(Work request): Could you set down exactly the lines in the records below between the line holding "Target: blue jeans" and the line holding "Target: dead duck", inclusive?

(Data shown):

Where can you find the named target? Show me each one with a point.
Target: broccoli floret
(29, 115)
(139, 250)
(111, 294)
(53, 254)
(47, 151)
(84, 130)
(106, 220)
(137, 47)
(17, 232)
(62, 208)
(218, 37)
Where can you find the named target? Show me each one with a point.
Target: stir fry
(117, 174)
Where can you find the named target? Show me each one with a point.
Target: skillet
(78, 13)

* * *

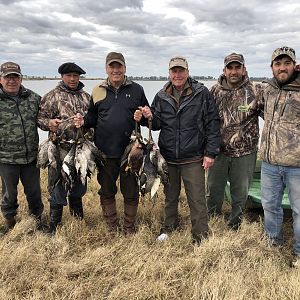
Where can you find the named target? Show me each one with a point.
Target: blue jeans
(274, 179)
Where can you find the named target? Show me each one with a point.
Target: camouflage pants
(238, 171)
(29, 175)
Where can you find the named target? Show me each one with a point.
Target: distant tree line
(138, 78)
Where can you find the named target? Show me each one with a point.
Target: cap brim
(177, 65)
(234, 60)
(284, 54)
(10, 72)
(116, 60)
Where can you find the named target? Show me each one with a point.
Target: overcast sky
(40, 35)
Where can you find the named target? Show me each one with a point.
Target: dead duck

(Reply to the exercise):
Target: blue jeans
(274, 179)
Where can you find the named target? Show me each one with a point.
Target: camouflage pants
(238, 171)
(29, 175)
Where can you find the named target? Show me each one with a point.
Target: distant tree line
(138, 78)
Where can you find the named target? Show me each one with a point.
Target: cap brim
(177, 65)
(234, 60)
(284, 54)
(10, 72)
(116, 60)
Where can you find the named target? Show me each one with a point.
Target: overcast sky
(40, 35)
Where can you find the named target? Show me each one with a point.
Target: dead duck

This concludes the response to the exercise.